begin DATASET CONTENT

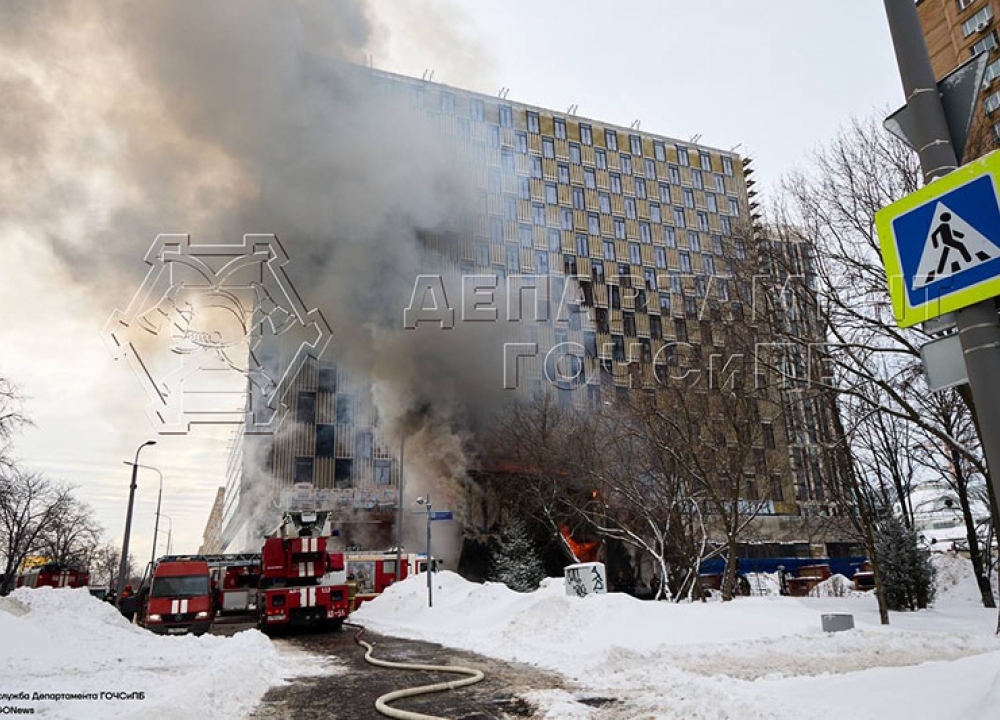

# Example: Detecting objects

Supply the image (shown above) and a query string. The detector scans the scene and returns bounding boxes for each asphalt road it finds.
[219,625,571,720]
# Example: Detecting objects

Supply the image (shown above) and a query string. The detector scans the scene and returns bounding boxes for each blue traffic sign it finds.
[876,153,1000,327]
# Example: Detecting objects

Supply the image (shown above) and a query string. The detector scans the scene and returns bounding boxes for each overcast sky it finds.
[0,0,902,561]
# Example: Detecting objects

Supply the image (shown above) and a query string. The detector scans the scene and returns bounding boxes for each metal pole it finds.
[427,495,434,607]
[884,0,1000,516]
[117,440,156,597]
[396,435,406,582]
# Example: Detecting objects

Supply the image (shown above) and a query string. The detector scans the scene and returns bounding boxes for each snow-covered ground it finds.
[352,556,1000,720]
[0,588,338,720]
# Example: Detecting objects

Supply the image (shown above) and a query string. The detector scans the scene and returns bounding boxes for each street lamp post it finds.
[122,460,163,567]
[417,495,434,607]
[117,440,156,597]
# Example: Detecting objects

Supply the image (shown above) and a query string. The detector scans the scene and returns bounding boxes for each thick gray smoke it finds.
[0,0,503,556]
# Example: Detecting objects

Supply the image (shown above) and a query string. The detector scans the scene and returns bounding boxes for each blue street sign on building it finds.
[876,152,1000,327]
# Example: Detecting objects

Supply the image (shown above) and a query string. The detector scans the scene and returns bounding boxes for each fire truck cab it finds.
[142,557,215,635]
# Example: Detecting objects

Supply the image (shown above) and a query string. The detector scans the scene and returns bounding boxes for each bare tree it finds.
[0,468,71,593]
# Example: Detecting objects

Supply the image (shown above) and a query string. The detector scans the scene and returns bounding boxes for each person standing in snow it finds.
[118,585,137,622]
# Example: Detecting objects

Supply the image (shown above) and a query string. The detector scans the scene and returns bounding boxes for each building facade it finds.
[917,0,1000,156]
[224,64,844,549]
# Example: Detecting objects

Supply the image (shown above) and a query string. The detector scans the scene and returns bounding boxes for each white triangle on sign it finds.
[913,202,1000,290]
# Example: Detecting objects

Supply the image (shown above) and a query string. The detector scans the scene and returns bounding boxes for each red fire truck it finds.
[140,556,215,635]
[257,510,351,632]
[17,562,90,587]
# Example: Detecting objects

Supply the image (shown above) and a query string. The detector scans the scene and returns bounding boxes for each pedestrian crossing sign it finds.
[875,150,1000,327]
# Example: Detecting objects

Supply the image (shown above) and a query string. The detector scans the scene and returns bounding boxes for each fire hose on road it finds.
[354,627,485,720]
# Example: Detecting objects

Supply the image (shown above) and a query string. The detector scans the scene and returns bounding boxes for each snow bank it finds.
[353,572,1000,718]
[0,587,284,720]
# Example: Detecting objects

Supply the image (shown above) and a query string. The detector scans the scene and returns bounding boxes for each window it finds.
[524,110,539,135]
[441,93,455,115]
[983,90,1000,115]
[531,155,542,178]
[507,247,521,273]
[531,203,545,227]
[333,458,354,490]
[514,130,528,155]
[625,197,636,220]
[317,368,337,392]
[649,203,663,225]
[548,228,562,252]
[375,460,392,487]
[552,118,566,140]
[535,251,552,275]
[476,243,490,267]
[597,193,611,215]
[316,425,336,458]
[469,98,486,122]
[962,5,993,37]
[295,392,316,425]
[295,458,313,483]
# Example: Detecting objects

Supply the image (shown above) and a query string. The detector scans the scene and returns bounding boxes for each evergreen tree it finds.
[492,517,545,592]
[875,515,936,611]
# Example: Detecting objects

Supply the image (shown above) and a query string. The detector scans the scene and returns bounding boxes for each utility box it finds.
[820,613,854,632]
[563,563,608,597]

end DATASET CONTENT

## SET PROBLEM
Write out again every line of the stretch from the start of the entries through the line that contains "[219,625,571,720]", both ends included, with all the wording kept. Multiply each box coordinate in the answers by 0.4, round to whole numbers with halves going up, and leave out the pictures.

## SOLUTION TO THE PROBLEM
# Example: Detecting objects

Supply the image (shown above) and a query string. The detector scans the scene and returns bounding boxes for each asphalt road it finds.
[88,250,228,288]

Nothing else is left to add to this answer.